▶ **What to work on**:
Reproduce every line of the material below, word for word and in the same order.

---------- Given records ----------

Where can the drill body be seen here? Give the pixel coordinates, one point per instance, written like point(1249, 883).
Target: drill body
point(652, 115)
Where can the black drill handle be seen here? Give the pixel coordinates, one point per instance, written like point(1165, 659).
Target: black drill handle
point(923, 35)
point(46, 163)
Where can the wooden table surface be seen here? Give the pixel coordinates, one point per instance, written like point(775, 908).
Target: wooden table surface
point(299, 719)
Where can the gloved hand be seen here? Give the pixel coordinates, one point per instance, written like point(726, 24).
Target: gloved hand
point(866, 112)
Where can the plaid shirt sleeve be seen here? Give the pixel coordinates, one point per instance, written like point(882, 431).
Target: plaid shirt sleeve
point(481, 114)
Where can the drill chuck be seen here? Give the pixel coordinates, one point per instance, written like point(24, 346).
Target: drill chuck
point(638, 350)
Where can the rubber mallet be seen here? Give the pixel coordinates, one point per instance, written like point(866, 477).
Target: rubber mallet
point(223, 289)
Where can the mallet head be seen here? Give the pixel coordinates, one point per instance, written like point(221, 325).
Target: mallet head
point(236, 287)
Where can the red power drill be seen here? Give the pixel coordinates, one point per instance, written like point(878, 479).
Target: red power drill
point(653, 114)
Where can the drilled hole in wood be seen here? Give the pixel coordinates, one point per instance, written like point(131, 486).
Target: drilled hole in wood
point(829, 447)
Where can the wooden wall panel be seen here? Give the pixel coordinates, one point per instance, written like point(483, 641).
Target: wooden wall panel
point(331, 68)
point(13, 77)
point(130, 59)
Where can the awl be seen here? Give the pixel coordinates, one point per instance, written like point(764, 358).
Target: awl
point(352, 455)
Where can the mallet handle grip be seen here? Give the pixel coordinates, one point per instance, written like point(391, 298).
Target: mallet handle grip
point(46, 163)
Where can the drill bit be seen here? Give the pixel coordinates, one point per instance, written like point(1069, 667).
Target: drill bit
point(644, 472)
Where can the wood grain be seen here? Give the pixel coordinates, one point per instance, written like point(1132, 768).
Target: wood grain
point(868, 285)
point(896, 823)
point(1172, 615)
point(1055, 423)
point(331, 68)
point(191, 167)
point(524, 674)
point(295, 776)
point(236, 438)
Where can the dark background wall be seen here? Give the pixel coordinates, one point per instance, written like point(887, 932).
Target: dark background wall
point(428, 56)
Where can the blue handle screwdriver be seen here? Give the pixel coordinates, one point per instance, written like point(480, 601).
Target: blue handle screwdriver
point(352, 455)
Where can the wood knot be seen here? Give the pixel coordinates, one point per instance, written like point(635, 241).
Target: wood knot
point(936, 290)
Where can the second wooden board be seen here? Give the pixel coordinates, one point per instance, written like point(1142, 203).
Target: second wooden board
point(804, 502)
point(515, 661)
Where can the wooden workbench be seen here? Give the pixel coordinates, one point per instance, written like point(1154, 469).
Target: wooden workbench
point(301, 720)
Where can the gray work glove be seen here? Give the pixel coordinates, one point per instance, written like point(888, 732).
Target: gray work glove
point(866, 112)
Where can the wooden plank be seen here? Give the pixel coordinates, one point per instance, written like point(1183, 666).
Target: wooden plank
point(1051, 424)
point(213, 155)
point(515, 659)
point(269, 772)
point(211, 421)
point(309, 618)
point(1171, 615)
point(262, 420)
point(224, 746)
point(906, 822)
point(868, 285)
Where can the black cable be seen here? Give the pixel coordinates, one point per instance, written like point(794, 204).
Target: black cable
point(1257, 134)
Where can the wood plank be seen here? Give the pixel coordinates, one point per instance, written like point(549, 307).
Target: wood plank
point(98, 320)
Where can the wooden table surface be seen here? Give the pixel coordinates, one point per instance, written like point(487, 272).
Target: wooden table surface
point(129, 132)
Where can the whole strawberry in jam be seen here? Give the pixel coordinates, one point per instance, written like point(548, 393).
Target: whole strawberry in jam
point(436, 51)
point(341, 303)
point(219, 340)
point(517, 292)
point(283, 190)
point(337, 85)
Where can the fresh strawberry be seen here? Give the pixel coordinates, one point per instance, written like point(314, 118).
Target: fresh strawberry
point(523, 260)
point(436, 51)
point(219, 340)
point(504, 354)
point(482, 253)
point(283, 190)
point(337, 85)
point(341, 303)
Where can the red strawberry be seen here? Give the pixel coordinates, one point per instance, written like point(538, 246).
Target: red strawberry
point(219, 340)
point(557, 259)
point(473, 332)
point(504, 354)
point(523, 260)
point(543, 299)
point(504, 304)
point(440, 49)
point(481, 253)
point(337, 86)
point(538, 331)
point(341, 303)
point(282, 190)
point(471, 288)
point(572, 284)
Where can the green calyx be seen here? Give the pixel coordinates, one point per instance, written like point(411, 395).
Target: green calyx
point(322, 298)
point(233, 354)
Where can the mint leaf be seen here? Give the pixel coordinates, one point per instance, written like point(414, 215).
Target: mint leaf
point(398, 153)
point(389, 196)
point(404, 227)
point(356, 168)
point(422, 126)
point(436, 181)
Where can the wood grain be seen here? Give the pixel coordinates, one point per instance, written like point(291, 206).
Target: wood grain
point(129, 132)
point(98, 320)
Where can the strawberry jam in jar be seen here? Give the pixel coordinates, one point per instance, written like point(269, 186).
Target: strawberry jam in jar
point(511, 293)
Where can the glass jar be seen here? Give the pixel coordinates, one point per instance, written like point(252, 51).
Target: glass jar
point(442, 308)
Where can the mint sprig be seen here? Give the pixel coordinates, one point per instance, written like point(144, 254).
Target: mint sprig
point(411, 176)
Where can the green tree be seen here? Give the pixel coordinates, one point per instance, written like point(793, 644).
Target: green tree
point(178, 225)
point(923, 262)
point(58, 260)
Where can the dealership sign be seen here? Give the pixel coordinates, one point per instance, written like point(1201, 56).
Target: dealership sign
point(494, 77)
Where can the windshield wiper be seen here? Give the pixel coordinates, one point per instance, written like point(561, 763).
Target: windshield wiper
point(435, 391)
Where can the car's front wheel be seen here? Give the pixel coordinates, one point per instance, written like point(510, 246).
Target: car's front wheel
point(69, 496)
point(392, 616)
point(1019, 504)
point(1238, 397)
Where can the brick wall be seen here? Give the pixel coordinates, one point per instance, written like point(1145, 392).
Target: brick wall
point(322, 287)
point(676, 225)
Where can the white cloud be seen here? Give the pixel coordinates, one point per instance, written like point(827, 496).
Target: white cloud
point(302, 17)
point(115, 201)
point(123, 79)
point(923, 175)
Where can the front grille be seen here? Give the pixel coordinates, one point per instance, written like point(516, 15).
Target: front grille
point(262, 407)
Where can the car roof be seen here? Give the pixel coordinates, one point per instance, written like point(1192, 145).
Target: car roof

----------

▶ **Reply to the exercise**:
Where can the drill body be seen here? Give the pixel coordinates, one point per instance, written like point(1249, 883).
Target: drill body
point(652, 115)
Where can the black drill handle be seen here? Give the pixel coordinates, one point per instance, written like point(1165, 659).
Target: black drill handle
point(923, 35)
point(46, 163)
Where can the wooden table surface be seen here? Give the pixel coordinates, one point per instance, written like point(775, 908).
Target: wooden table surface
point(299, 719)
Where can the gloved hand be seen here? Give the pixel coordinates, one point per instance, written like point(726, 24).
Target: gloved hand
point(866, 112)
Where can the plaid shirt sleeve be seen here? Give the pixel coordinates, one point per instance, written like point(882, 431).
Target: plaid shirt sleeve
point(481, 114)
Where can the drill chuck be seen here? Give the pixel coordinates, one point per instance, written like point(24, 346).
Target: drill chuck
point(638, 350)
Where can the rubber mallet be seen here? Give the pixel coordinates, one point per instance, written like point(866, 477).
Target: rubber mallet
point(223, 289)
Where can the mallet head be seen here? Give the pixel coordinates, one point per instance, written like point(221, 325).
Target: mallet head
point(236, 287)
Where can the red power drill be seen here? Give the pixel coordinates, one point per instance, written like point(878, 479).
Target: red power drill
point(653, 114)
Where can the drilled hole in wood be seen here? Give the pixel coordinates, one point per instance, written like point(131, 486).
Target: drilled hole in wood
point(829, 447)
Where can the wooden wall panel be seen here? Give the pixel coordinates, one point per instance, written like point(483, 641).
Target: wooden wall panel
point(331, 68)
point(13, 77)
point(130, 59)
Where can the awl be seen here? Give the pixel coordinates, one point per instance, written like point(764, 358).
Target: awl
point(352, 455)
Where can the mallet handle grip be seen here? Give the pixel coordinates, one point per instance, written like point(391, 298).
Target: mallet handle grip
point(46, 163)
Where can the drill bit be seen here? Give the pixel coordinates, one point per instance, written like point(1069, 667).
Target: drill bit
point(644, 472)
Where can the wood grain be seen here? Give the pixel coordinates, one point per instance, written like point(1132, 768).
Target: wood grain
point(868, 285)
point(896, 823)
point(1172, 615)
point(1055, 423)
point(331, 68)
point(191, 167)
point(524, 674)
point(295, 776)
point(236, 438)
Where can the dark background wall be seen here? Give the pixel coordinates, one point per instance, written like point(887, 932).
Target: dark background wall
point(428, 56)
Where can the blue handle screwdriver be seen here? Give the pixel coordinates, one point per instance, written like point(480, 601).
Target: blue handle screwdriver
point(352, 455)
Where can the wood knot be seen here? Give the pixel coordinates, one point per instance, written like point(635, 241).
Target: wood knot
point(936, 290)
Where can the second wooden board be seen here? Give the pixel coordinates, one point per instance, written like point(1142, 203).
Target: second wooden board
point(804, 502)
point(515, 661)
Where can the wooden workbench be seen here? Give the pixel coordinates, one point per instance, written like point(1154, 469).
Target: wooden workbench
point(301, 720)
Where can the gray work glove be seen here? Give the pixel coordinates, one point per instance, written like point(888, 732).
Target: gray work glove
point(866, 112)
Where can the wooden plank be seen here? Give the pixel coordinates, one point per instance, written like point(1183, 666).
Target: wooden plank
point(1051, 424)
point(213, 155)
point(515, 659)
point(269, 772)
point(211, 421)
point(309, 618)
point(1171, 615)
point(262, 420)
point(224, 746)
point(906, 822)
point(868, 285)
Where can the black cable be seen here? Give the pixel coordinates, one point per instance, written like point(794, 204).
Target: black cable
point(1257, 134)
Where can the wood plank be seen here? Give the pixel coordinates, one point per instance, written like point(549, 307).
Target: wood plank
point(98, 320)
Where can the wooden table surface be seen here? Give the pixel coordinates, one point per instance, written like point(487, 272).
Target: wooden table surface
point(129, 132)
Where can the whole strawberry in jam be seen here? Give the pixel coordinates, one point per instance, written like point(548, 393).
Target: whole strawberry in jam
point(436, 51)
point(341, 303)
point(219, 340)
point(517, 292)
point(283, 190)
point(337, 85)
Where can the fresh strawberry be seen here? Give the pixel coordinates, one point per instance, written like point(314, 118).
Target: fresh strawberry
point(523, 260)
point(436, 51)
point(219, 340)
point(504, 354)
point(482, 253)
point(283, 190)
point(337, 85)
point(341, 303)
Where can the red strawberry be seen here? Give the pixel coordinates, one point per instance, written like point(538, 246).
Target: red strawberry
point(219, 340)
point(557, 259)
point(473, 332)
point(504, 354)
point(523, 260)
point(543, 299)
point(504, 304)
point(440, 49)
point(481, 253)
point(337, 86)
point(538, 331)
point(341, 303)
point(282, 190)
point(471, 288)
point(572, 284)
Where can the green calyx be seen here? Give the pixel coordinates, one point per instance, written like point(411, 395).
Target: green calyx
point(322, 298)
point(233, 354)
Where can the mint leaf be seen here? Give the pixel coordinates, one point per instance, written like point(414, 215).
Target: mint leaf
point(398, 153)
point(389, 196)
point(404, 227)
point(356, 168)
point(422, 126)
point(436, 181)
Where can the wood grain be seen here? Give the pixel coordinates, one point per instance, written like point(291, 206).
Target: wood grain
point(129, 132)
point(98, 320)
Where can the strawberry jam in jar be seen here? Give the pixel coordinates, one point per instance, written like point(269, 186).
Target: strawberry jam in jar
point(511, 293)
Where can the glass jar be seen here? Give the pixel coordinates, one point per instance, written like point(252, 51).
Target: glass jar
point(442, 308)
Where can the mint sprig be seen here? Give the pixel coordinates, one point per instance, written like point(144, 254).
Target: mint sprig
point(411, 176)
Where can the green tree be seen here? Give the pixel coordinates, one point per instance, written like point(793, 644).
Target: green tree
point(178, 225)
point(923, 262)
point(58, 260)
Where can the dealership sign be seen here? Give the pixel coordinates, one point per instance, written like point(1201, 56).
Target: dealership sign
point(494, 77)
Where can the windshield wiper be seen here? Give the pixel coordinates, one point per instance, written like point(561, 763).
Target: windshield wiper
point(435, 391)
Where can the car's front wheel be seen here? Give the pixel coordinates, one point per instance, written like point(510, 246).
Target: car's front wheel
point(69, 496)
point(392, 616)
point(1019, 504)
point(1238, 397)
Where can the brick wall be seen here? Give the pixel coordinates, one point per instance, written like point(1145, 392).
Target: brick wall
point(322, 287)
point(676, 225)
Where can the white cloud be seen here? Give the pixel coordinates, one point per instance, written like point(827, 496).
Target: white cloud
point(302, 17)
point(115, 201)
point(123, 79)
point(923, 175)
Where can the front grille be seen here? Give the pixel coordinates, one point per instance, written like point(516, 15).
Target: front grille
point(262, 407)
Where can the car roof be seen here? Give the pixel coordinates, one point per instance, written like point(1192, 145).
Target: car roof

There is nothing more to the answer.